== Extract ==
-*-*-
# Taxi on Christmas Day?



## lemrac (2 Dec 2006)

anybody know any taxis who run on christmas Day?

thanks

L


----------



## kilomike (2 Dec 2006)

Anywhere in particular?


----------



## MugsGame (2 Dec 2006)

Depends where you are. Plenty in Dublin City Centre on Christmas morning last year. If you have a specific journey planned, try booking a week in advance with one of the national taxi companies/agents.


----------



## lemrac (3 Dec 2006)

Need to go from Dublin 16 to Celbridge and back. tried one cab company and they told me to see what they have on the day but that's no use as I need to know for sure that I'd have transport.

thanks
L


----------



## kilomike (4 Dec 2006)

I think if you try more local cab companies you will find one that will take a booking for December 25th.


----------



## jambr (4 Dec 2006)
-*-*-
== Source material ==
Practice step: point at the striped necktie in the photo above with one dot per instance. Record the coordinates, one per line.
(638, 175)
-*-*-
== Work to do ==
- a) In the thread about finding a taxi on Christmas Day, what journey does lemrac need to make?
- b) Continue the thread about finding a taxi on Christmas Day from the point where it ends.
The material has no connection to the thread about finding a taxi on Christmas Day.

== Answers below ==
- a) From Dublin 16 to Celbridge and back.

- b)
Dublin 18 taxis are very good and have never let us down. Never used them on Christmas day though. 
Good luck.


----------



## cjh (5 Dec 2006)

Try 01 7082222 - they're some umbrella taxi group in Dublin 18 (don't know the name) and they're very good.


----------



## lemrac (6 Dec 2006)

Thanks will try numbers suggested

L


----------



## PM1234 (16 Dec 2006)

I asked a taxi driver tonight - he said Checkers work on Christmas Day - tel 8343434.


----------



## Iano (18 Dec 2006)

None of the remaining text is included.